◆ What the task requires
Without including any images, please transcribe all the lines below exactly.

Data entries:
********************

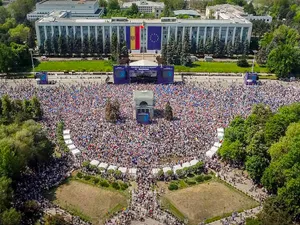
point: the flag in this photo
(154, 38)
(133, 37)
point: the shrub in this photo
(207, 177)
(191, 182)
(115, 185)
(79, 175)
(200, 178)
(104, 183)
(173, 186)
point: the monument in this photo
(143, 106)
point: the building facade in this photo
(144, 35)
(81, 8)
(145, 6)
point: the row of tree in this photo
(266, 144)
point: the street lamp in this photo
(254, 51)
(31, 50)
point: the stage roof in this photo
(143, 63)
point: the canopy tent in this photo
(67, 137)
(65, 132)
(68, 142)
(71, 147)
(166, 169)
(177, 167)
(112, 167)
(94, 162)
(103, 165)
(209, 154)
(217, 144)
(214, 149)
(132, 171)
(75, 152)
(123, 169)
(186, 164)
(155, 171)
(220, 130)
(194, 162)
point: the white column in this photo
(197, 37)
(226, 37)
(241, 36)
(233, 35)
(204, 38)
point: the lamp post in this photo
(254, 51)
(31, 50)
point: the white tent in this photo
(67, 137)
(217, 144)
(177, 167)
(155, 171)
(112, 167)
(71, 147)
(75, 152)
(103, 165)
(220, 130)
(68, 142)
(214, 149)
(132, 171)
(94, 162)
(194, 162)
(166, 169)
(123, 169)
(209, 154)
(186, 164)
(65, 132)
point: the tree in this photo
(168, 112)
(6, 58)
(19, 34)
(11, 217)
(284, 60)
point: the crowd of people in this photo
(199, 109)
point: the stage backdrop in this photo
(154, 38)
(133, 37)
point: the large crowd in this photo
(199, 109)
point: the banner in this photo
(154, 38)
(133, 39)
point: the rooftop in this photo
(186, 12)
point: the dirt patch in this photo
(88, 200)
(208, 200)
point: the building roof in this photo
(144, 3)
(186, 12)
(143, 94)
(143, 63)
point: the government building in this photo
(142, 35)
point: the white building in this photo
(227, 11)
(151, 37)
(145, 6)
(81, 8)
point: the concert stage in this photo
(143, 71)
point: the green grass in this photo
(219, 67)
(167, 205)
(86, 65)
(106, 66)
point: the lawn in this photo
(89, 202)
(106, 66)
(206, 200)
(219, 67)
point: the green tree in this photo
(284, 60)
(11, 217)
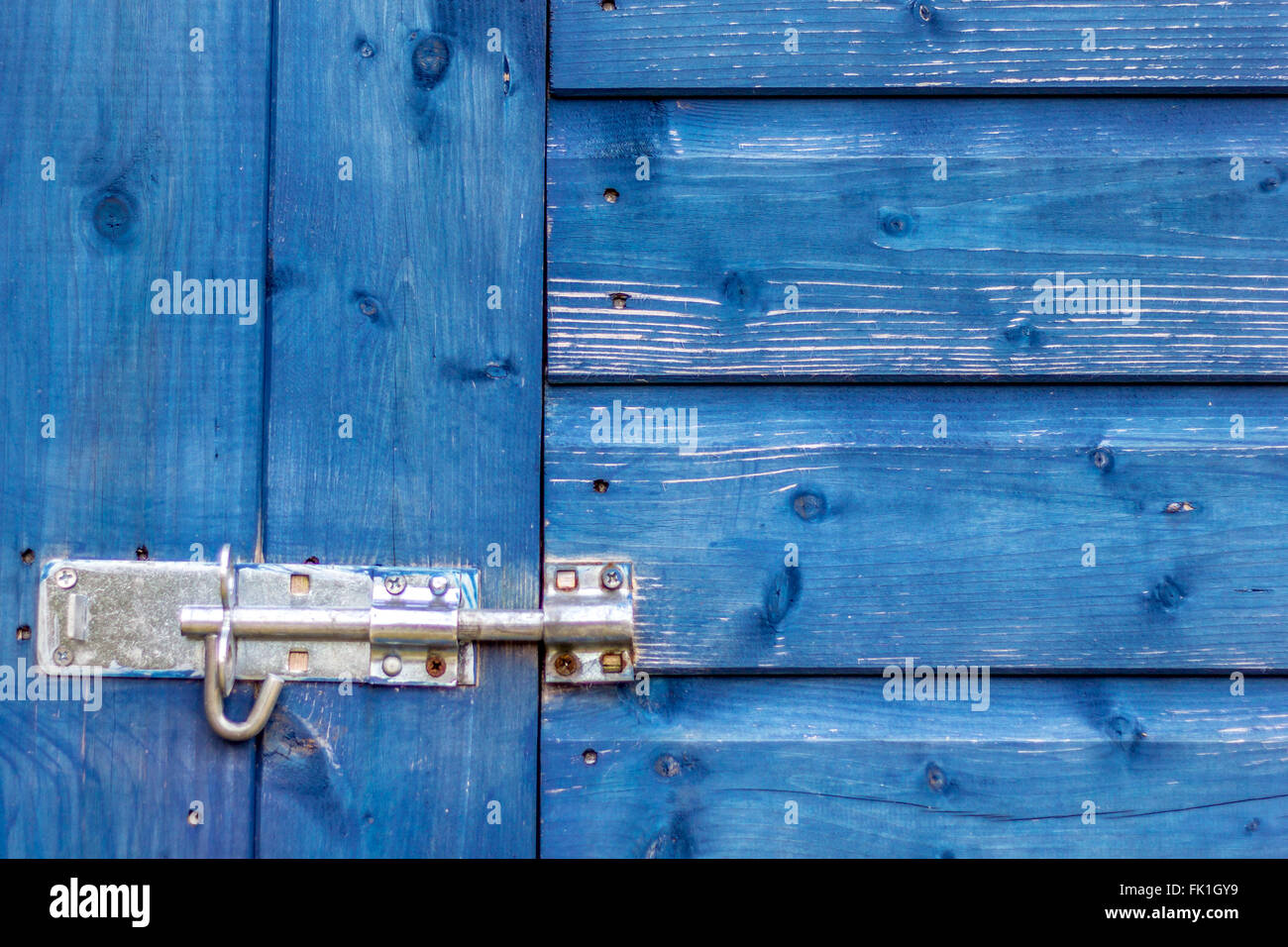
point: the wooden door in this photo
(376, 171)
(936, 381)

********************

◆ Reply
point: the flag in this photo
(154, 38)
(133, 37)
point: the shrub in this photo
(207, 177)
(191, 182)
(115, 185)
(79, 175)
(200, 178)
(104, 183)
(173, 186)
point: the monument in this photo
(143, 106)
point: the building facade in this photo
(144, 35)
(81, 8)
(145, 6)
point: the row of tree in this photo
(266, 144)
point: the street lamp in this photo
(254, 51)
(31, 50)
point: the stage roof in this photo
(143, 63)
point: the canopy tent in this photo
(67, 137)
(65, 132)
(68, 142)
(71, 147)
(166, 169)
(177, 167)
(112, 167)
(94, 162)
(103, 165)
(209, 154)
(217, 144)
(214, 149)
(132, 171)
(75, 152)
(123, 169)
(186, 164)
(155, 171)
(220, 130)
(194, 162)
point: the white column in this photo
(197, 37)
(226, 37)
(241, 36)
(233, 35)
(204, 38)
point: the lamp post in this photo
(254, 51)
(31, 50)
point: the white tent in this photo
(67, 137)
(217, 144)
(177, 167)
(155, 171)
(112, 167)
(71, 147)
(75, 152)
(103, 165)
(220, 130)
(68, 142)
(214, 149)
(132, 171)
(94, 162)
(194, 162)
(166, 169)
(123, 169)
(209, 154)
(186, 164)
(65, 132)
point: the tree in this photo
(168, 112)
(6, 58)
(19, 34)
(11, 217)
(284, 60)
point: the crowd of people in this photo
(199, 109)
point: the stage backdrop in this photo
(154, 38)
(133, 37)
point: the large crowd in this photo
(199, 109)
point: the banner in this photo
(154, 38)
(133, 39)
point: the rooftop in this photo
(186, 12)
point: the dirt patch in this photo
(88, 200)
(208, 200)
point: the building roof in this photo
(144, 3)
(186, 12)
(143, 94)
(143, 63)
point: the government building in this photo
(142, 35)
point: the white building in this photo
(227, 11)
(151, 37)
(145, 6)
(81, 8)
point: the concert stage in this photo
(143, 71)
point: the green grass in this photo
(219, 67)
(167, 205)
(86, 65)
(106, 66)
point: the lawn in this photo
(89, 202)
(106, 66)
(206, 200)
(219, 67)
point: the green tree in this photo
(284, 60)
(11, 217)
point: the wooden door in this photo
(376, 171)
(936, 381)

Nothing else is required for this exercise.